▶ **Problems and tasks**
a – In the tutorial on making form fields accessible, what tooltip text is entered for the first checkbox?
b – Carry on the tutorial on making form fields accessible, starting right after its last sentence.

▶ **Article**
········

What we want to change is back under the options menu.

We want to change this button value to “No”, and now we have an accessible set of radio buttons there. It’ll ask you the question and then tell you the options so you can choose the button you want.

So, then to make a checkbox accessible, what we want to do is something similar, but not quite the same. We want to go and right click the checkbox, hot properties, and in our tooltip here, what we want to say is “I had a stomach ache” and then hit close.

What this will do, is this will prompt the user to check that if they had a stomach ache.

For our buttons for fever, cough, and sore throat, we’d also write right here “I had a fever” as the tooltip, “I had a cough” as that tooltip, or “I had a sore throat” as that tooltip. That will prompt the user to enter into the checkbox.

So at this point, we’ve filled in what we want to fill in here. We’ve made this an interactive form. We can go and finish this off by hitting close form editing up at the top. When we check close form editing, it sets up a nice interactive form that we can then go through and we can work with. Now, there’s one last thing we need to do to make this accessible. To make this accessible, we need to come over here and we need to click the pages button.

········

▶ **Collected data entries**
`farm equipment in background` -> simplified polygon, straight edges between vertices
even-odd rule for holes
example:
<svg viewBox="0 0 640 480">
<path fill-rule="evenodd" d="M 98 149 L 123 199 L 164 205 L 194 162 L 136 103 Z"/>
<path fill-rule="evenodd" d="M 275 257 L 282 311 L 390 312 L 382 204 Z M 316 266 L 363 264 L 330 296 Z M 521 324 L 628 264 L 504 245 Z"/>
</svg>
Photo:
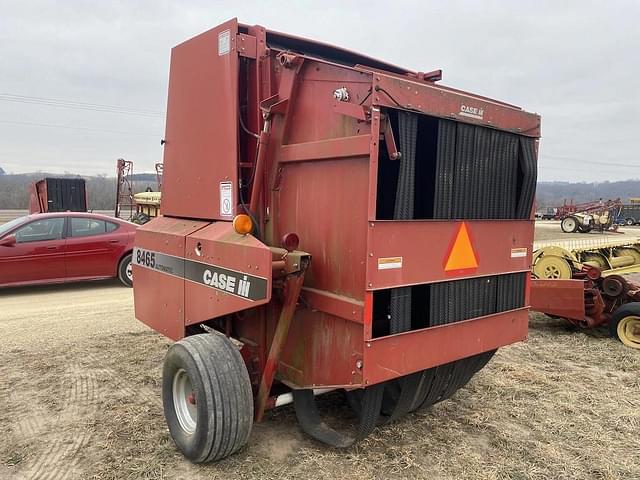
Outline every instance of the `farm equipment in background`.
<svg viewBox="0 0 640 480">
<path fill-rule="evenodd" d="M 570 279 L 533 279 L 531 310 L 565 318 L 580 328 L 608 324 L 613 338 L 640 349 L 640 285 L 633 274 L 602 273 L 583 264 Z"/>
<path fill-rule="evenodd" d="M 604 232 L 616 231 L 615 220 L 620 214 L 620 199 L 597 202 L 567 204 L 557 207 L 556 218 L 560 219 L 560 228 L 565 233 L 589 233 L 592 230 Z"/>
<path fill-rule="evenodd" d="M 291 402 L 349 447 L 526 338 L 540 117 L 440 78 L 235 19 L 173 48 L 134 297 L 176 341 L 164 412 L 192 461 Z M 327 389 L 355 433 L 322 421 Z"/>
<path fill-rule="evenodd" d="M 147 187 L 145 192 L 135 192 L 133 162 L 119 158 L 116 164 L 115 216 L 143 225 L 160 215 L 160 189 L 162 186 L 162 163 L 156 163 L 158 191 Z"/>
<path fill-rule="evenodd" d="M 535 244 L 531 309 L 640 348 L 640 239 L 560 243 Z"/>
<path fill-rule="evenodd" d="M 29 213 L 86 212 L 84 178 L 45 178 L 29 187 Z"/>
<path fill-rule="evenodd" d="M 535 278 L 567 280 L 583 266 L 598 268 L 603 276 L 640 272 L 640 239 L 536 242 L 532 257 Z"/>
<path fill-rule="evenodd" d="M 630 199 L 631 203 L 627 205 L 622 205 L 620 212 L 618 213 L 618 218 L 616 219 L 616 223 L 620 225 L 637 225 L 640 223 L 640 203 L 634 202 Z"/>
</svg>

········

▶ **Response list**
a – "I had a stomach ache"

b –
We need to select our page, we need to click options, and we need to go hit page properties.

We need to set the tab order. By setting the tab order, it gives us the structure the screen reader user can follow. Right now, it’s unspecified so nothing will happen there. What we need to do, is we need to click use document structure and we need to click ok. At this point, we should then have a document that if we run an accessibility full check, should pass with flying colors by telling us that there are no problems. And we found that, yes, there are no problems here. At this point, we can also go and interact with the document.

We can put our name in, we can type things into our text boxes. We can choose options on our radio buttons and we can click different options on our checkboxes. So, at that point, we should have an accessible interactive PDF.

Those are the six easy steps to make your interactive PDFs accessible to all.